* _PROBLEM_
Determine how many lines of the entries contain "below". Reply with that number alone.

* _INFORMATION_

= Beginning of Section =

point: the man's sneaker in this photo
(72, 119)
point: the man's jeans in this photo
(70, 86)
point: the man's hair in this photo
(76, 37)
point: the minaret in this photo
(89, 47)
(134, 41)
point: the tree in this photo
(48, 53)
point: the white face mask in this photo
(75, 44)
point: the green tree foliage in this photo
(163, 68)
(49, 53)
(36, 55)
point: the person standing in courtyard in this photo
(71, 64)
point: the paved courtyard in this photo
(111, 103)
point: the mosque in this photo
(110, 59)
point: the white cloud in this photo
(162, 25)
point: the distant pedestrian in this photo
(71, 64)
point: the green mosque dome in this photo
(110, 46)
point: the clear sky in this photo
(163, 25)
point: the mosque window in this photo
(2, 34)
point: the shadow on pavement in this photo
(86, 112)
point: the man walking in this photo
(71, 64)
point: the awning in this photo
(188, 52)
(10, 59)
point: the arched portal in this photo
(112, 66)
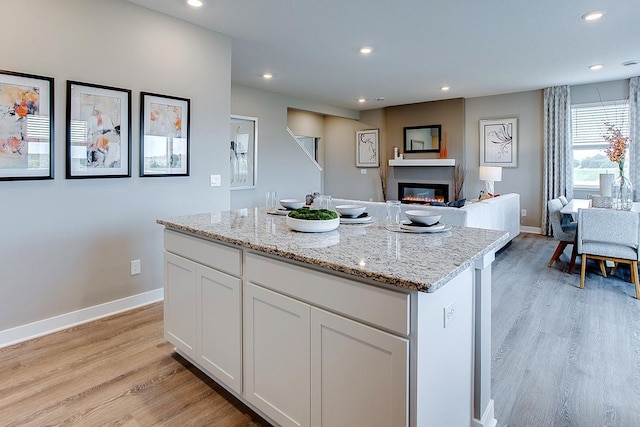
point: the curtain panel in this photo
(634, 134)
(558, 155)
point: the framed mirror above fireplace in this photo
(422, 139)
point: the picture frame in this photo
(243, 152)
(422, 139)
(26, 126)
(367, 148)
(164, 135)
(499, 142)
(98, 131)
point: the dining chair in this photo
(609, 234)
(563, 230)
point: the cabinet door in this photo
(180, 303)
(359, 375)
(276, 355)
(219, 333)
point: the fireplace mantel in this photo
(422, 162)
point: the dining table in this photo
(572, 209)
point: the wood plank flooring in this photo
(561, 356)
(116, 371)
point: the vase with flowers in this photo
(622, 191)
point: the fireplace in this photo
(424, 194)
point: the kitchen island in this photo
(356, 326)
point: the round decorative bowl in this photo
(313, 225)
(423, 217)
(350, 210)
(292, 203)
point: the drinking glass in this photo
(393, 213)
(272, 204)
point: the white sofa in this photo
(497, 213)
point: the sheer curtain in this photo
(634, 134)
(558, 156)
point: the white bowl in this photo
(292, 203)
(423, 217)
(313, 225)
(350, 210)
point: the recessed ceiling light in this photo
(593, 16)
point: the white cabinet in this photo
(276, 355)
(359, 374)
(203, 306)
(219, 324)
(179, 303)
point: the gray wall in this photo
(283, 166)
(526, 179)
(66, 244)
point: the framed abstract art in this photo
(26, 126)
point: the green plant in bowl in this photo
(313, 214)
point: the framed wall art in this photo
(499, 142)
(98, 131)
(164, 135)
(26, 126)
(243, 152)
(367, 149)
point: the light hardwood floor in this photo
(117, 371)
(561, 357)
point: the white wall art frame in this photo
(499, 142)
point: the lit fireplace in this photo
(424, 194)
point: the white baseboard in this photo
(488, 419)
(53, 324)
(534, 230)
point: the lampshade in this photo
(490, 173)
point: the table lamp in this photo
(490, 174)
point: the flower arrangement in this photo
(617, 145)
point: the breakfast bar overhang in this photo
(356, 326)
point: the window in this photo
(587, 129)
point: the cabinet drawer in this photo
(214, 255)
(374, 305)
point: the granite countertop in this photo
(424, 261)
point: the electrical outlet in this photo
(449, 313)
(135, 267)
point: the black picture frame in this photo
(26, 126)
(98, 131)
(164, 135)
(422, 139)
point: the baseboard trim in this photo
(527, 229)
(488, 419)
(53, 324)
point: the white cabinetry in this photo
(219, 325)
(276, 356)
(203, 305)
(180, 303)
(359, 374)
(309, 366)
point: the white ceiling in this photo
(477, 47)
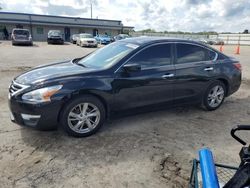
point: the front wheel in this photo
(214, 96)
(83, 116)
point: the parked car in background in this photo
(121, 36)
(218, 41)
(73, 38)
(103, 39)
(132, 73)
(21, 37)
(55, 37)
(87, 40)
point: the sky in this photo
(161, 15)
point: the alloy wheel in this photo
(216, 96)
(83, 118)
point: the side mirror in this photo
(132, 67)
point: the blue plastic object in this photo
(208, 170)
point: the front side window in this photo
(187, 53)
(39, 30)
(107, 56)
(153, 56)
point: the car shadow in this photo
(127, 129)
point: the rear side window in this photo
(187, 53)
(153, 56)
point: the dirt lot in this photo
(145, 150)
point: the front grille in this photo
(16, 88)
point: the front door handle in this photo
(208, 69)
(165, 76)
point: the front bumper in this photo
(24, 42)
(55, 40)
(42, 116)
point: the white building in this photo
(39, 25)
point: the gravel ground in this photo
(145, 150)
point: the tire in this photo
(213, 100)
(78, 125)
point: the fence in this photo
(242, 39)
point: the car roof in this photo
(20, 29)
(144, 40)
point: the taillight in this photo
(237, 66)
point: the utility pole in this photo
(91, 8)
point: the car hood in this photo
(51, 71)
(104, 38)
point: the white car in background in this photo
(86, 39)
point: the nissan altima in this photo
(80, 94)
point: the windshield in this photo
(104, 36)
(86, 36)
(108, 55)
(21, 32)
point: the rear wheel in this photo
(214, 96)
(83, 116)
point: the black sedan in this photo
(137, 72)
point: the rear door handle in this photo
(170, 75)
(208, 69)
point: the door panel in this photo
(191, 80)
(195, 68)
(146, 87)
(150, 85)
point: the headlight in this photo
(41, 95)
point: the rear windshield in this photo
(21, 32)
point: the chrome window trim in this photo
(194, 44)
(140, 51)
(190, 43)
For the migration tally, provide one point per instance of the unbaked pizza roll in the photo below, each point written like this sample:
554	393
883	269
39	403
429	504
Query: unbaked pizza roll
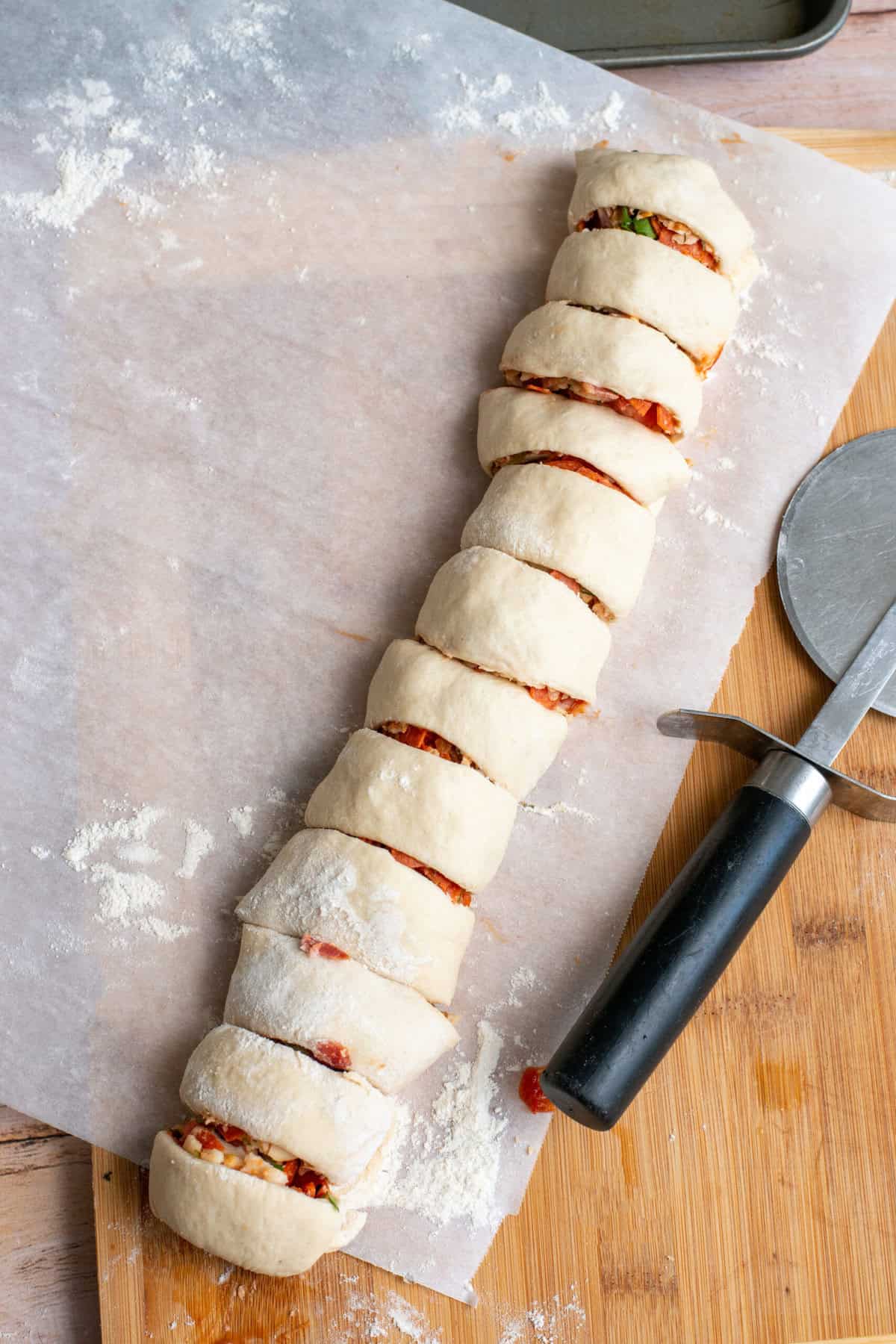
591	534
249	1214
447	816
668	198
610	269
309	994
359	897
613	361
335	1120
500	615
517	426
447	707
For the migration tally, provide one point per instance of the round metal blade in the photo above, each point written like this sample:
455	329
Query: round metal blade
837	554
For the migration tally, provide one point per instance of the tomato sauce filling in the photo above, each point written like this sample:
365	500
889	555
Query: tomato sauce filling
652	414
452	889
332	1054
425	741
668	231
314	948
531	1092
227	1145
564	463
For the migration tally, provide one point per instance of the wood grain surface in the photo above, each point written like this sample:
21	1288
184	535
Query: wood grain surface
750	1192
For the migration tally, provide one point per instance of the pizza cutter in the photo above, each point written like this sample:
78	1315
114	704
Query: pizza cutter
837	578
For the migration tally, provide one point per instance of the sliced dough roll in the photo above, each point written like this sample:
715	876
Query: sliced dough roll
336	1122
496	724
337	1009
358	897
675	186
447	816
613	355
507	617
610	268
249	1222
514	421
590	532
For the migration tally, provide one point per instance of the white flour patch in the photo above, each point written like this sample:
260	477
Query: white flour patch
140	206
198	843
712	517
27	678
541	114
78	111
554	1322
84	178
467	114
370	1319
92	836
124	897
558	809
242	819
612	112
453	1160
139	853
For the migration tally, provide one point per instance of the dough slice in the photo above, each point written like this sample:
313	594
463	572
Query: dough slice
590	532
496	724
514	423
675	186
447	816
507	617
337	1009
262	1228
336	1121
379	912
605	358
610	268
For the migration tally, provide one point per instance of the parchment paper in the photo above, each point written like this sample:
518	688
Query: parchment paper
238	408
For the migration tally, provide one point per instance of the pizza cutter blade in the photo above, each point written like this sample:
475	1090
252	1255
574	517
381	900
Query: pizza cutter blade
837	577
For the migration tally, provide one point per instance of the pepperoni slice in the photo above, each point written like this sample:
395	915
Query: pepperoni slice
556	700
314	948
207	1139
458	895
564	578
531	1092
230	1133
332	1054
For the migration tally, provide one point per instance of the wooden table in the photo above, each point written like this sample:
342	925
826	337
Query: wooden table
803	1021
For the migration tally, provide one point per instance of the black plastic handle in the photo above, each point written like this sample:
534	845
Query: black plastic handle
675	959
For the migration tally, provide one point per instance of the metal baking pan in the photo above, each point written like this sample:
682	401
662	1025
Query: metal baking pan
659	33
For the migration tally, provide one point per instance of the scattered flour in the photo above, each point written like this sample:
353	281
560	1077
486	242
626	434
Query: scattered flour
84	178
453	1159
242	819
467	114
92	836
78	111
137	851
558	809
612	111
546	1323
536	117
370	1319
712	517
198	843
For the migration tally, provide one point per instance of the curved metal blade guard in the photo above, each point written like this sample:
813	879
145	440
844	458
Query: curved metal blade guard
754	742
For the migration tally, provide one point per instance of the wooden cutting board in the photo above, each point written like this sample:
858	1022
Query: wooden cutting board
750	1194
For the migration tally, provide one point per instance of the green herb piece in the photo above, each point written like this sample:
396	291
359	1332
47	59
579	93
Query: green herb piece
644	226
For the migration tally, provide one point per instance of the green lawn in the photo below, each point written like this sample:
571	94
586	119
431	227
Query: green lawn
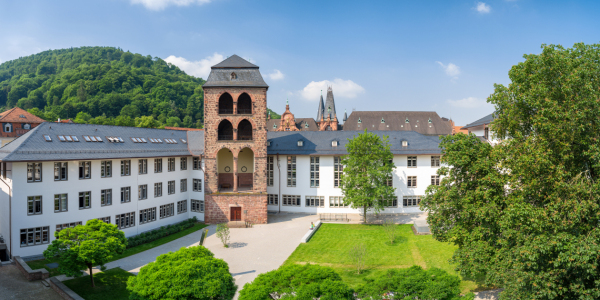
111	284
39	264
331	244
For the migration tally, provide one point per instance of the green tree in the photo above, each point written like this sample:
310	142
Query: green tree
304	282
525	213
86	246
367	168
189	273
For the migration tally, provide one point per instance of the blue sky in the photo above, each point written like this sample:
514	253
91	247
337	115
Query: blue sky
442	56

= End of Section =

* _TASK SOLUTION_
2